Work to be completed
Print the data exactly as it is given, please.

========

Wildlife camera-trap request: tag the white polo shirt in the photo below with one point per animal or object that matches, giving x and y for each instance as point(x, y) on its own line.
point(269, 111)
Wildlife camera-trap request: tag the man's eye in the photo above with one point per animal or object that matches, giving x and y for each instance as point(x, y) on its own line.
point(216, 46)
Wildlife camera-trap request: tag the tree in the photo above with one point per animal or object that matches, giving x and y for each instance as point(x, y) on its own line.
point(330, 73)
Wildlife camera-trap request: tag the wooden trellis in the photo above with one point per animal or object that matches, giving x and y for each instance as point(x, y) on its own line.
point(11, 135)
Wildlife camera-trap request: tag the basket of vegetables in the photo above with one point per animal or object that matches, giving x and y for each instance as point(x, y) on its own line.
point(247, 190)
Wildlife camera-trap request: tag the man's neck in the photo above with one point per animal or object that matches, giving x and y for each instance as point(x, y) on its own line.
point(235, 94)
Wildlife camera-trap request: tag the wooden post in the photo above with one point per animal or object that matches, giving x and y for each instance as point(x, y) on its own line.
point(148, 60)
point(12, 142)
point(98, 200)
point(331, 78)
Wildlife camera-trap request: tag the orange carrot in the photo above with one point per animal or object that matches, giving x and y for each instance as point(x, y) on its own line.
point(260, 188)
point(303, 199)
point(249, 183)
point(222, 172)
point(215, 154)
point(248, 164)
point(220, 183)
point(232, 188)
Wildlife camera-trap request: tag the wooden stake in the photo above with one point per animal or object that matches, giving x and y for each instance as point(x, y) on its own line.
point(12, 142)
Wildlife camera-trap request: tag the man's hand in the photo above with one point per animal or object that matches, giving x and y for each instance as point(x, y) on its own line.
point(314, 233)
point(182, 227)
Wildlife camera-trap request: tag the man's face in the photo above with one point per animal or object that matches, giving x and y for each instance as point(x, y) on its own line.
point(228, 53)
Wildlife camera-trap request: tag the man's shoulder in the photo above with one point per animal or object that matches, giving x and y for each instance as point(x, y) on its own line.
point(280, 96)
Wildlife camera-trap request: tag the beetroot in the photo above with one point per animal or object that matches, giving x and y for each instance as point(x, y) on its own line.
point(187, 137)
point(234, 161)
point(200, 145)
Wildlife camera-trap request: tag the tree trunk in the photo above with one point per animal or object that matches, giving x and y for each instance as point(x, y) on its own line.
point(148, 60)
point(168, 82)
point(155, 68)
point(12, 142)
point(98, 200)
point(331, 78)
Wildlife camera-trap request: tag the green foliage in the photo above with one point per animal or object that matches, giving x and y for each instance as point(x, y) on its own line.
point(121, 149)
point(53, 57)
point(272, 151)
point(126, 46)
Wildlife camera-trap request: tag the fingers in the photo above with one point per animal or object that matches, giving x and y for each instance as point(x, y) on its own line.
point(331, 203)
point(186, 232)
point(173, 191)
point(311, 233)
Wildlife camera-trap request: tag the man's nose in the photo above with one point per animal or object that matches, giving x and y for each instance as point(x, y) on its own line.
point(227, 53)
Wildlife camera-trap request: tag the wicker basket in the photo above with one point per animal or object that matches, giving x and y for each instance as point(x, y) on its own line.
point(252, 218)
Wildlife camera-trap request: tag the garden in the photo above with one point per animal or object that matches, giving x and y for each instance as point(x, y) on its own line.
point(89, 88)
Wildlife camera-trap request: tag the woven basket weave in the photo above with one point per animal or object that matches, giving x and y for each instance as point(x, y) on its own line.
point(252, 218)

========

Solution to the exercise
Wildlife camera-trap request: tag the white polo shirt in the photo below with one point per animal or object that matches, giving x and y for each instance as point(x, y) on its own line.
point(269, 111)
Wildlife camera-trap request: tag the man's eye in the photo above with one point per animal or object that matches, giving x and y for each instance as point(x, y) on its own line.
point(216, 46)
Wildlife camera-trap request: tag the tree in the photo above with one point per animal or object that matches, giving x and y for each instance as point(x, y) on its own line.
point(330, 73)
Wildlife camera-trap request: tag the wooden trellis in the photo above with one point per animal or object that matches, giving x and y for each instance as point(x, y) on its own line.
point(11, 135)
Wildlife camera-trap request: tag the basket of vegetables in the photo above with one point per animal or object that matches, giving x and y for each instance as point(x, y) on its own line.
point(247, 190)
Wildlife camera-trap request: tag the man's neck in the photo above with one point per animal or object that matches, giving x and y for each instance as point(x, y) on its own line.
point(235, 94)
Wildlife camera-trap request: tag the wooden post in the photo above with one point per animal or object that matches, giving x and y for each instance as point(x, y) on its own line.
point(148, 60)
point(12, 142)
point(98, 200)
point(331, 78)
Wildlife camera-trap request: tag the orange carrot in the photo above with one point per animal or object that matches, giving x and y for each instance as point(x, y) on its own line.
point(260, 188)
point(303, 199)
point(249, 183)
point(222, 172)
point(215, 154)
point(248, 164)
point(220, 183)
point(232, 188)
Wildlife camera-trap request: tag the wooden stake in the photo above with one point per animal or object that matches, giving x and y for each instance as point(x, y) on its own line.
point(12, 142)
Wildlife camera-trap request: tag the man's hand in the photo above with one point per animal or object that matches, giving x and y for each instance as point(x, y) on its own line.
point(314, 233)
point(182, 227)
Wildlife camera-trap request: tag the man's face in the photo above with one point per animal or object that matches, giving x and y for each instance as point(x, y) on its own line.
point(228, 53)
Wildlife camera-trap request: tag the man's shoulder in the photo above with one point per animal or object that matches, giving x and y for each instance as point(x, y) on its own line.
point(280, 96)
Wildlife camera-trap request: tag the beetroot in the photo above with one point per animal or object that matches, giving x and y for each instance as point(x, y) on its own line.
point(187, 137)
point(234, 161)
point(200, 145)
Wildlife camera-trap request: tag the tree trunk in the photo above with one point per animal or object that matches, giving x and y for each instance as point(x, y) on its own line.
point(148, 60)
point(168, 82)
point(155, 68)
point(12, 142)
point(98, 200)
point(331, 78)
Wildlife camera-trap request: tag the green foliage in the photo above with one point per animal or object that matches, giving x and y for each instance as point(x, y) on its own line.
point(121, 149)
point(53, 57)
point(272, 151)
point(126, 46)
Wildlife camera-trap request: tag the fingers in the photo above with one point per animal or object that matches, giving x and y for each instance as point(x, y) on its own line.
point(331, 203)
point(186, 232)
point(173, 191)
point(311, 233)
Wildlife camera-trap request: tag the man's nose in the photo above with one point per animal or object that matches, giving x and y for each instance as point(x, y) on its own line.
point(227, 53)
Wildlife camera-trap request: tag the wicker basket in the photo above with one point per animal or object that matches, giving x and y for each instance as point(x, y) on its own line.
point(252, 218)
Wildlife camera-trap request: tag the garden in the photo above with one point per animal or object that matches, giving x and y for each instance as point(x, y) on its own line.
point(89, 88)
Wildlife camera-trap request: tag the woven basket weave in the photo above with one point per animal or object that matches, giving x and y for each instance as point(x, y) on its own line.
point(252, 218)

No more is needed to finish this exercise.